- **ASSIGNMENT**: What is needed is an exact copy of every entry, without the pictures.

──────── MATERIAL SHOWN

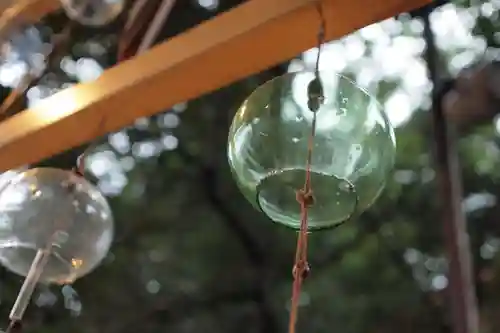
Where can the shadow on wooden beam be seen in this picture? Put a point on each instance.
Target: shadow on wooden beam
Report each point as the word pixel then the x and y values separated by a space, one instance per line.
pixel 234 45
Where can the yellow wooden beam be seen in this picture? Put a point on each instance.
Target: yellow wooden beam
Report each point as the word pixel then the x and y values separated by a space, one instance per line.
pixel 235 44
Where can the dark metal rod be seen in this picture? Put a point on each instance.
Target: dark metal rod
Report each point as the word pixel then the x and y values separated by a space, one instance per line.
pixel 462 297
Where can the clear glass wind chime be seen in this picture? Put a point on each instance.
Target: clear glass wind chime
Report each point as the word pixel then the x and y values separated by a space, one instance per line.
pixel 55 226
pixel 310 150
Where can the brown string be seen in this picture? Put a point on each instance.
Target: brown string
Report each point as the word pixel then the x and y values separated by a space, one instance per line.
pixel 305 197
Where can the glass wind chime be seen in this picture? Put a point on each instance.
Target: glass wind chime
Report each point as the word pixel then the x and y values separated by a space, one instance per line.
pixel 310 150
pixel 55 226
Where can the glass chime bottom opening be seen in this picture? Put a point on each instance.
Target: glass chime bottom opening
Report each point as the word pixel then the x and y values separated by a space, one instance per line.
pixel 335 198
pixel 18 259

────────────────

- **TASK RESPONSE**:
Where can the shadow on wooden beam be seen in this picture? Put a point on each instance.
Target: shadow on wooden beam
Report each point as the word pixel then the x and y values separated by a space, one instance per line.
pixel 234 45
Where can the yellow wooden beam be seen in this picture? Put a point on each instance.
Target: yellow wooden beam
Report each point as the word pixel then the x and y values separated by a space, one instance per line.
pixel 235 44
Where can the dark metal rod be seen in this picture? Put a point on each instance.
Target: dark metal rod
Report each point as the word pixel then the x and y values separated by a space, one instance per line.
pixel 462 297
Where can the clear glass wind chime be seen in this picture? Put a point on each instance.
Target: clear glass wind chime
Report each point as the word pixel then the x and y values separated by a space, one instance per line.
pixel 55 226
pixel 310 150
Where can the brown string be seen in this picture? Put a point on each instance.
Target: brown string
Report each point as the word pixel then the x and y values separated by a space, one instance per line.
pixel 305 197
Where can the glass wind chime be seen in this picture? Put a point on each instance.
Target: glass wind chime
Report each point as the word pixel then the x and y values separated by a space, one instance per line.
pixel 310 150
pixel 55 226
Where can the glass chime bottom opening be seen in this picture? Put a point on each instance.
Target: glass chime bottom opening
Report each point as the word pixel then the x and y values separated by a space, one instance per line.
pixel 335 198
pixel 18 259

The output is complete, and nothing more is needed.